GIVEN REQUEST 1. Please rewrite everything in the listing from the line containing "target | worker in orange vest" down to the end of the listing, replacing "drop a pin" with "place a marker" and leaving all else unchanged.

QUOTED TEXT.

Found a replacement grabber that seems to work for me;
http://github.com/Jonty/Googlemovies/bl ... emovies.pl
Code:
#!/usr/bin/perl
use warnings;
use strict;
use LWP::Simple;
use HTML::Entities;
use HTML::TreeBuilder;
use XML::Writer;
# Google url. You shoudn't need to change this unless fetching totally fails.
# Just change the domain to your local google, i.e. google.com to google.de
my $googleurl = "http://www.google.com/movies?near=";
# Set to 1 to fetch only first page of results
my $fetch_pages = 10;
# Otherwise we can get complaints when unicode is output
binmode STDOUT, ':utf8';
# Fetch the postcode/location to use from the args
# You can also use city name, "New York", "London"
my $location = join '+', @ARGV; # join args with '+' to be able to pass i.e. "New+York" in the url
if (!$location) {
print "No postcode/location passed in arguments!\n";
exit;
}
my $out = '';
my $xml = new XML::Writer(
OUTPUT => $out,
DATA_MODE => 1,
DATA_INDENT => 2
);
$xml->xmlDecl();
$xml->startTag('MovieTimes');
my $start = 0;
parse_html(fetch_html($googleurl.$location));
$xml->endTag(); # MovieTimes
$xml->end();
# Tada!

GIVEN REQUEST 2.
Answer these about the Perl script:
(a) What value is assigned to $fetch_pages?
(b) What message is printed when no postcode or location is passed in the arguments?
(c) What tag name is given to $xml->startTag?

RECORD LIST.
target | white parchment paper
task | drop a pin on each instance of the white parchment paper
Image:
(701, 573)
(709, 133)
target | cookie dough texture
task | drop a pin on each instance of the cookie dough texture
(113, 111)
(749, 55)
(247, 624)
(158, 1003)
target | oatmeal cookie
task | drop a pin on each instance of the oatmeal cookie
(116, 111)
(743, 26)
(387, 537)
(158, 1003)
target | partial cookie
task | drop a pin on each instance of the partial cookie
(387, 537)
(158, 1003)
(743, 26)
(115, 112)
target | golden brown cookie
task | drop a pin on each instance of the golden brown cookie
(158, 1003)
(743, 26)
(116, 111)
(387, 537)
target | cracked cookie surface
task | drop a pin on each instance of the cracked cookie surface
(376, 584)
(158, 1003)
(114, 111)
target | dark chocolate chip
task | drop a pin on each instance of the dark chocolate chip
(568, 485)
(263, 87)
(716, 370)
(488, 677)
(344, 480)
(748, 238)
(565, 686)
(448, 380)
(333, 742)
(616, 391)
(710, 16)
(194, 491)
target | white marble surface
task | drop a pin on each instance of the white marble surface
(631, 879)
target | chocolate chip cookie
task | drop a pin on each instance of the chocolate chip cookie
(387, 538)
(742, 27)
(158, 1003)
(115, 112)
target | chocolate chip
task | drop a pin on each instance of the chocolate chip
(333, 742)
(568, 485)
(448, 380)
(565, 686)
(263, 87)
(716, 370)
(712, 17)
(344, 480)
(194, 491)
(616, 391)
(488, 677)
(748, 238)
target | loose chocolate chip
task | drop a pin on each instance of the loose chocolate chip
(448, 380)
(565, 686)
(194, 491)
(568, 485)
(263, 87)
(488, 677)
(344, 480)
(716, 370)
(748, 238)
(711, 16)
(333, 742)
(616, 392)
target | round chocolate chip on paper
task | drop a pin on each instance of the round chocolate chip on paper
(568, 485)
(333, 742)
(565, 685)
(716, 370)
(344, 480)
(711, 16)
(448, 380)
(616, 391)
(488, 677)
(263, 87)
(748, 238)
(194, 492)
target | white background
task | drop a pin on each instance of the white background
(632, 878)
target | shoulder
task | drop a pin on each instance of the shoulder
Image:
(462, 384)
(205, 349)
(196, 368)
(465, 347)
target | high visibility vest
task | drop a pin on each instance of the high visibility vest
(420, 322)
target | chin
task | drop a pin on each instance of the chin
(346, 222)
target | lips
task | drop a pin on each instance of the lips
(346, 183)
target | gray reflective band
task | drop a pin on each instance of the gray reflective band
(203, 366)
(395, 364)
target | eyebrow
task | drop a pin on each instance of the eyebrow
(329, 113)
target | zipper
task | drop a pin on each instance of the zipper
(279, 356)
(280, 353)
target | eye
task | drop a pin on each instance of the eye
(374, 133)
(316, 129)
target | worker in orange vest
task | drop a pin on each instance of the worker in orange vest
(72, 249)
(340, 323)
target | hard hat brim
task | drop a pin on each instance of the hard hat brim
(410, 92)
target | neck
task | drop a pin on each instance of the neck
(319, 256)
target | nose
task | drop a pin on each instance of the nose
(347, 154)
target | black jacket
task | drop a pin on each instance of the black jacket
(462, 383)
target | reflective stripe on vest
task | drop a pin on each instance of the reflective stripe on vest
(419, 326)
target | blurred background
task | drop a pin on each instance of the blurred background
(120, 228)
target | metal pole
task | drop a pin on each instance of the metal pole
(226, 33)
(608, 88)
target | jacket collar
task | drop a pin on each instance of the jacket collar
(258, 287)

COMPLETE OUTPUT 1.
target | worker in orange vest
task | place a marker on each instance of the worker in orange vest
(72, 249)
(340, 323)
target | hard hat brim
task | place a marker on each instance of the hard hat brim
(410, 92)
target | neck
task | place a marker on each instance of the neck
(319, 256)
target | nose
task | place a marker on each instance of the nose
(347, 154)
target | black jacket
task | place a marker on each instance of the black jacket
(462, 383)
target | reflective stripe on vest
task | place a marker on each instance of the reflective stripe on vest
(419, 326)
target | blurred background
task | place a marker on each instance of the blurred background
(120, 228)
target | metal pole
task | place a marker on each instance of the metal pole
(226, 33)
(608, 88)
target | jacket collar
task | place a marker on each instance of the jacket collar
(258, 287)

COMPLETE OUTPUT 2.
(a) 10
(b) "No postcode/location passed in arguments!"
(c) MovieTimes